- _EXERCISES TO COMPLETE_:
(A) According to the workshop announcement, how many participants can the workshop accommodate?
(B) Translate this sentence from the workshop announcement into Spanish: "The workshop is designed and led by members of the Friends Peace Teams' Toward Right Relationship workgroup and is appropriate for high school students and adults."
(C) Continue the workshop announcement from its last sentence.

══ SELECTED TEXT

Toward Right Relationship with Native Peoples Workshop
Would you like to participate in the Friends Meeting of Washington Peace and Social Concerns Committtee's "Roots of Injustice, Seeds of Change: Toward Right Relationship with Native Peoples" workshop via Zoom on Sunday, March 21, 12:30 to 2:30 pm EASTERN time? The workshop is free and open to all, especially people in the DMV area, but can only accommodate up to 60 participants.
The workshop is designed and led by members of the Friends Peace Teams' Toward Right Relationship workgroup and is appropriate for high school students and adults. In this 2-hour participatory workshop, up to 60 participants will get to hear the story of the colonization of this land in the words of Indigenous leaders, Euro-American leaders, and Western historians. We will take part in the story through experiential exercises, and share our responses and reflections in small groups. Together, we will also explore steps that non-Native people can take to build relationships with Native peoples today based on truth, respect, and justice. (Please be prepared to take part the whole time, sitting in a quiet place, and with your camera on, as a way to make the learning community more personal.) For more information, please see the Toward Right Relationship workgroup's website.

════
══ GIVEN INFORMATION

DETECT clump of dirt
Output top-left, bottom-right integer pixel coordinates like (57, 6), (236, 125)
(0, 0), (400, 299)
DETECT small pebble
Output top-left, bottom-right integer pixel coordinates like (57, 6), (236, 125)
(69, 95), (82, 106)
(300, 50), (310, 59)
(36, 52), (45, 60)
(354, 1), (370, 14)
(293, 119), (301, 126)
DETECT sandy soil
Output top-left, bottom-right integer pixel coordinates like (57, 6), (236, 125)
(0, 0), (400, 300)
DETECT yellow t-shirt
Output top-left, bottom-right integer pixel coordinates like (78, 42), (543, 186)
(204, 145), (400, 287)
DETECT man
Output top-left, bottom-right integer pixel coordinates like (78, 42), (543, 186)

════

- _TASK ANSWERS_:
(A) Up to 60 participants.

(B) El taller está diseñado y dirigido por miembros del grupo de trabajo Toward Right Relationship de Friends Peace Teams y es apropiado para estudiantes de secundaria y adultos.

(C)
Jerilyn DeCoteau is an enrolled member of the Turtle Mountain Band of Chippewa Indians in North Dakota and is a founding member and co-coordinator of Right Relationship Boulder, and she was instrumental in establishing Boulder’s Indigenous Peoples Day. She currently serves as Chief Justice for the Pueblo of San Ildefonso Supreme Court. She does consulting on issues of tribal governance, capacity building, and the legacy of the Indian boarding schools. Kat Griffith is a writer, activist, and former educator. She serves as clerk of the Winnebago Worship Group (under the care of Madison Friends Meeting) and is co-clerk of Northern Yearly Meeting of the Religious Society of Friends. Kat is a Spanish interpreter for Friends World Consultation Committee and a frequent writer for Friends Journal. She has facilitated "Toward Right Relationship with Native Peoples" workshops for youth and adults for several years.
WORKSHOP ZOOM TECH TEAM
Kevin Abourezk serves as managing editor for Indianz.com, a Native American news website. He has spent 21 years as a professional journalist, including 18 years as a reporter and editor for the Lincoln Journal Star. He is an enrolled citizen of the Rosebud Sioux Tribe and a married father of five children. He lives and works in Lincoln, Nebraska. Indianz.com is owned and operated by Ho-Chunk Inc., the economic development corporation for the Winnebago Tribe of Nebraska. Annette Brickley is a science education consultant living in Mattapoisett, MA (territory of the Wampanoag nation).
RECENT RESPONSES FROM NON-NATIVE WORKSHOP PARTICIPANTS
“The thoughtful way that you presented this information made it so much more powerful.”
"Wow - that was an excellent workshop. Best zoom educational experience I have had!"
“I've known and thought about indigenous peoples' history for a long time. Now what I can do is much more in the forefront of my mind.”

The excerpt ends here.